:: Task to carry out ::
Your response should consist of the lines below, printed exactly.

:: Collected data ::

====================

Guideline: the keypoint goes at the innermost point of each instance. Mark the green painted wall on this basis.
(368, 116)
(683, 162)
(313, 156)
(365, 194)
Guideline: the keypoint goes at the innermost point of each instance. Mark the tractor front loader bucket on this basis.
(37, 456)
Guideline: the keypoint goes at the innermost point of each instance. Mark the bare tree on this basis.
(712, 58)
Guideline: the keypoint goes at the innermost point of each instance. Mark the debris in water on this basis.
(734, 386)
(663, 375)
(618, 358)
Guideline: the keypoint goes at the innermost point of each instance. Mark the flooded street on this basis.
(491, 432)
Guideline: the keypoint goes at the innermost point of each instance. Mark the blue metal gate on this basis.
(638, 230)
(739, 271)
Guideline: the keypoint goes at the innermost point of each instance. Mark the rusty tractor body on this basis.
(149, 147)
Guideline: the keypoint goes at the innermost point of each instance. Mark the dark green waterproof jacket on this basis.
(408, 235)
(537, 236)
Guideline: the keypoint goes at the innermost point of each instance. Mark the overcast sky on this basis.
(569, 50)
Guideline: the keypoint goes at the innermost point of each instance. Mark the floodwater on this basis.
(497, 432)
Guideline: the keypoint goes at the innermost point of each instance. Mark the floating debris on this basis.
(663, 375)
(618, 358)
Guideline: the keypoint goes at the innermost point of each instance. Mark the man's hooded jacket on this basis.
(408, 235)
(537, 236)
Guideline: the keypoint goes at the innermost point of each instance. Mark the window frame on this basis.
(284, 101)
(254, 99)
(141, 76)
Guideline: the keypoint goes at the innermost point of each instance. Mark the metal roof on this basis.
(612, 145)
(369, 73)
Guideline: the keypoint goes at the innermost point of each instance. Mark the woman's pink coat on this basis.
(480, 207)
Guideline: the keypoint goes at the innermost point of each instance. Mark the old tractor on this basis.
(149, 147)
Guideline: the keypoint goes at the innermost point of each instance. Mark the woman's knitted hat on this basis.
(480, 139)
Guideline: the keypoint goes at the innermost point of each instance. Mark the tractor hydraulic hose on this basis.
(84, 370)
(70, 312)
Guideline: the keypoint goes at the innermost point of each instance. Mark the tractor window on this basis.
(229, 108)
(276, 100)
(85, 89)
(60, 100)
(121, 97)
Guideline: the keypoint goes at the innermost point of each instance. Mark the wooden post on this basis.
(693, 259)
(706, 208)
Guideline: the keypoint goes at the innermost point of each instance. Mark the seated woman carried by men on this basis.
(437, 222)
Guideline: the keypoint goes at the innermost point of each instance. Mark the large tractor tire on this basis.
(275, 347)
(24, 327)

====================

:: Response box ::
Guideline: the keypoint goes at the innermost point of each instance. Mark the green painted wall on this basis.
(368, 116)
(683, 162)
(313, 156)
(365, 194)
Guideline: the keypoint goes at the innermost point of each instance. Mark the tractor front loader bucket on this basis.
(37, 456)
Guideline: the keypoint goes at the innermost point of each instance. Mark the bare tree on this basis.
(712, 58)
Guideline: the keypoint goes at the innermost point of each instance. Mark the debris in water on this basis.
(734, 386)
(663, 375)
(618, 358)
Guideline: the keypoint goes at the innermost point of each instance. Mark the flooded street on this basis.
(491, 432)
Guideline: the keypoint goes at the innermost point of each instance. Mark the blue metal gate on this basis.
(638, 230)
(739, 271)
Guideline: the keypoint goes at the innermost point of each instance. Mark the rusty tractor body on this basis.
(149, 147)
Guideline: the keypoint goes at the innermost point of each instance. Mark the dark green waterproof jacket on this basis.
(408, 235)
(537, 236)
Guideline: the keypoint goes at the innermost point of each instance. Mark the overcast sky on this basis.
(569, 50)
Guideline: the keypoint goes at the innermost point of each instance. Mark the floodwater on this basis.
(497, 432)
Guideline: the keypoint goes at the innermost point of each instance. Mark the floating debris on this basis.
(663, 375)
(618, 358)
Guideline: the keypoint goes at the innermost point of each instance. Mark the man's hooded jacket on this basis.
(408, 235)
(537, 236)
Guideline: the keypoint goes at the innermost point of each instance. Mark the window frame on this basis.
(284, 101)
(254, 99)
(141, 76)
Guideline: the keypoint goes at the innermost point of each instance. Mark the metal roof on this basis.
(612, 145)
(369, 73)
Guideline: the keypoint goes at the innermost point of each instance. Mark the woman's pink coat on this basis.
(480, 207)
Guideline: the keypoint goes at the innermost point of each instance. Mark the old tractor on this basis.
(149, 147)
Guideline: the keypoint goes at the innermost point of each instance. Mark the woman's knitted hat on this basis.
(480, 139)
Guideline: the keypoint goes at the innermost point of each instance. Mark the tractor hydraulic hose on this basis.
(84, 370)
(70, 312)
Guideline: the keypoint goes at the innermost point of each instance. Mark the tractor window on this basis.
(229, 108)
(276, 100)
(85, 89)
(60, 100)
(121, 97)
Guideline: the keypoint goes at the innermost point of each instance. Mark the wooden post on this basis.
(693, 259)
(706, 208)
Guideline: the keypoint goes at the innermost point of each instance. Mark the seated woman carried by men on this basis.
(437, 222)
Guideline: the keypoint goes at the innermost point of each instance. Mark the large tractor tire on this basis.
(275, 347)
(24, 327)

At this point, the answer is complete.